▶ _Texto de lectura_:

══════════════════════════════

En esas aguas semi-opacas, los peces comenzaron a activarse. A comer. La lluvia
había “movido” el lecho fluvial aflorando lombrices, gusarapas, efémeras,
larvas de todo tipo. Era la hora del “rancho”. La superficie del arroyo “hervía”.
Se daban las condiciones perfectas para que cualquier pescador, por inexperto
que fuese, tuviera éxito en su pretensión de atrapar una presa.
Condiciones
perfectas. El momento adecuado. Aguas turbias. Materia en suspensión.
Voracidad. Necesidad de alimento.
La
indignación humana, las reivindicaciones justas, la necesidad de la gente, las desigualdades,
son elementos que, conjugados intencionadamente, pueden diseñar las
circunstancias adecuadas para que alguien, con intereses muy concretos,
pretenda encauzar ese sentimiento colectivo y llevar el agua a su molino
particular. Pescadores en río revuelto.
La
problemática de las pensiones es, sin duda, una de esas materias en las que una
preocupación justa y generalizada puede ser instrumentalizada por agentes que
han tenido el acierto o la habilidad de colocarse al frente de la manifestación,
dinamizando un colectivo que simplemente clamaba por recuperar la dignidad de sus
ingresos.
Pocas
veces vi tan indignada a mi madre, Mari Tere, como cuando recibió aquella carta
que a bombo y platillo le anunciaba que el Gobierno español le subía la pensión…
¡un euro y medio! Costaba más el papel, la carta, que el incremento cacareado.
Ella percibía mensualmente y por dos conceptos (por sus cotizaciones cuando
trabajó de joven y por la viudedad de aita) menos de mil euros. Con aquel exiguo
“jornal” hacía milagros para subsistir. Como miles y miles de pensionistas.

══════════════════════════════

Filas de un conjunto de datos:
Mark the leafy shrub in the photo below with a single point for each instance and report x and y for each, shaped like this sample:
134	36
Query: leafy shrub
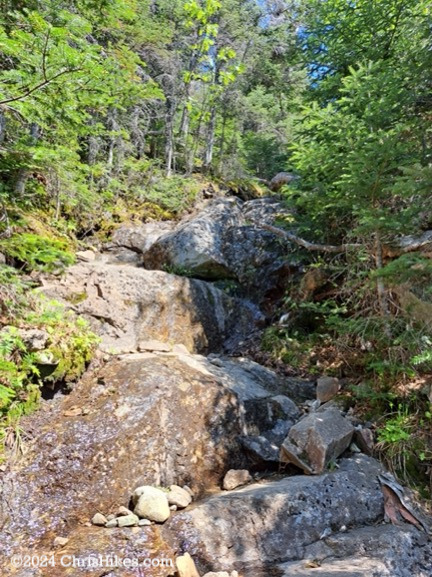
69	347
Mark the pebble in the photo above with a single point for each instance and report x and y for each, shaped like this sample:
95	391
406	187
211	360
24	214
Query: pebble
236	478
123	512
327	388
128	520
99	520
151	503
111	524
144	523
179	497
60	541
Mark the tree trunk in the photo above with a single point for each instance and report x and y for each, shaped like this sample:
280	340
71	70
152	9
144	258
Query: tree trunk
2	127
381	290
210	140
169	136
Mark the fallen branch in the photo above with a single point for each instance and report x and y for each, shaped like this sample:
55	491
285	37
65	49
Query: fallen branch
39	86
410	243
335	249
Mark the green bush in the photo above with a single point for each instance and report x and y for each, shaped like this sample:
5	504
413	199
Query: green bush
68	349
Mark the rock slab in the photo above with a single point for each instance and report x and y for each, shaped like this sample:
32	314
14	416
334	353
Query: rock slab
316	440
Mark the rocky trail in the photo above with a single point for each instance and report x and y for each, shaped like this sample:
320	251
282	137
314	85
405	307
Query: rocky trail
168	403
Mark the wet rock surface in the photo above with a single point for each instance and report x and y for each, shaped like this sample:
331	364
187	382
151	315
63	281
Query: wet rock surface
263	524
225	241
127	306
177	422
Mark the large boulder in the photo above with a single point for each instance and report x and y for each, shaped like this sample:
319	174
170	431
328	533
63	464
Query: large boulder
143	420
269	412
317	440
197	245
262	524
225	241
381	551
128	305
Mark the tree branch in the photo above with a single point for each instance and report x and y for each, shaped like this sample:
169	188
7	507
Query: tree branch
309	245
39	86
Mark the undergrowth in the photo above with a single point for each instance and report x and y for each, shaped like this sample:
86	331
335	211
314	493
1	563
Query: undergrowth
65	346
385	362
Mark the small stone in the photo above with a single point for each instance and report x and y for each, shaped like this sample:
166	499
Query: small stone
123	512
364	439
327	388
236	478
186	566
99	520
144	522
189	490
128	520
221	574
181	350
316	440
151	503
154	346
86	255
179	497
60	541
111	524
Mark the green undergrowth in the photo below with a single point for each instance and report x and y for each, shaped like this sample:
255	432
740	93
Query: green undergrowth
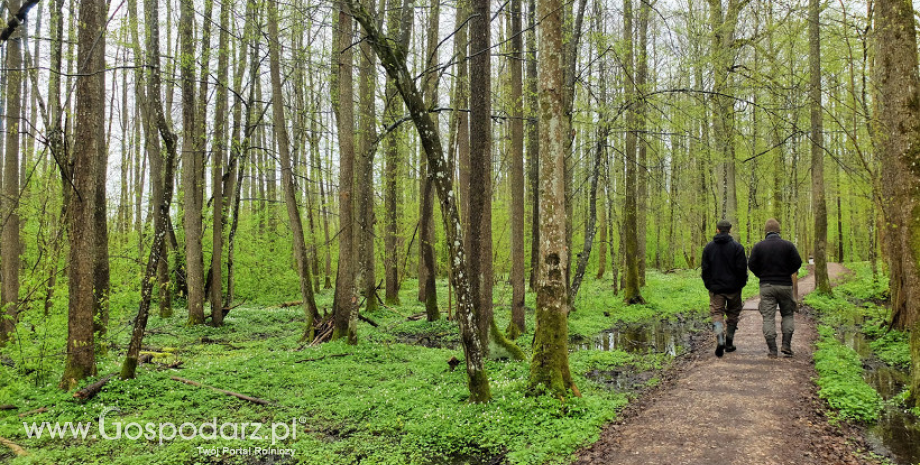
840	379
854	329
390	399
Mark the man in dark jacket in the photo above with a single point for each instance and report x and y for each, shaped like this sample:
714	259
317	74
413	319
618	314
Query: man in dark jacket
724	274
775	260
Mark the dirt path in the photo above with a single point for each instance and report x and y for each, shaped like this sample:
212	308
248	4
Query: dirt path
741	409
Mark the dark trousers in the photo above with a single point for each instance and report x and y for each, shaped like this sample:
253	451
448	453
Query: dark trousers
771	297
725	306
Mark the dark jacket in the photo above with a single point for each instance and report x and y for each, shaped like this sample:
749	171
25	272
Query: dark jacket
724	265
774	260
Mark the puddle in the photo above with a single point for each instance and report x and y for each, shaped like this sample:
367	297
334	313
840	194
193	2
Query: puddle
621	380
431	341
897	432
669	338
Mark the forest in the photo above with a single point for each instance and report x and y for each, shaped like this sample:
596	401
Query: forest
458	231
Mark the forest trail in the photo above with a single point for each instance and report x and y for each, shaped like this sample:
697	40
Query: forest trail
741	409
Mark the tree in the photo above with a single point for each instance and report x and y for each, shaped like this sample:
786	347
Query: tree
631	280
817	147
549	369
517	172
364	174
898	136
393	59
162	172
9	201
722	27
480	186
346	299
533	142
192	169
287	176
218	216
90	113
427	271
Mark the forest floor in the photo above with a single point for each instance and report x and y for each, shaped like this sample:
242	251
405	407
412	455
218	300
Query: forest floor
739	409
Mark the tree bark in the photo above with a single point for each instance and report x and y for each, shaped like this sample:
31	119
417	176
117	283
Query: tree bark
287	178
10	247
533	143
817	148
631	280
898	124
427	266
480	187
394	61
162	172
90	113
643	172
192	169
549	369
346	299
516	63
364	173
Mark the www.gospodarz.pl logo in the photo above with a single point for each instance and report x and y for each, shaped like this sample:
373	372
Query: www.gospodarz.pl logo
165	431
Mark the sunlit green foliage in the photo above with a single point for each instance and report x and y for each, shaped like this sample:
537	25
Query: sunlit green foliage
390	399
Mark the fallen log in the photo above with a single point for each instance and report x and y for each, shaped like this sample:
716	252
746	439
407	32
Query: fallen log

══════════════════════════════

▶ _Enunciado 1_:
Copia del texto de lectura el fragmento que va de "Ella percibía mensualmente" a "miles de pensionistas.", ambos incluidos.
▶ _Enunciado 2_:
Resume el texto de lectura en dos oraciones.
No es necesario consultar los registros.

▶ _Resultado 1_:
Ella percibía mensualmente y por dos conceptos (por sus cotizaciones cuando
trabajó de joven y por la viudedad de aita) menos de mil euros. Con aquel exiguo
“jornal” hacía milagros para subsistir. Como miles y miles de pensionistas.

▶ _Resultado 2_:
Tras la lluvia, el arroyo revuelto ofrece condiciones perfectas para que cualquier pescador atrape una presa, imagen que el texto aplica a quienes, con intereses concretos, aprovechan la indignación y las necesidades de la gente para llevar el agua a su molino. Así puede ocurrir con las pensiones, una preocupación justa que otros pueden instrumentalizar, y lo ilustra la indignación de Mari Tere al recibir una carta que anunciaba una subida de un euro y medio en una pensión inferior a mil euros.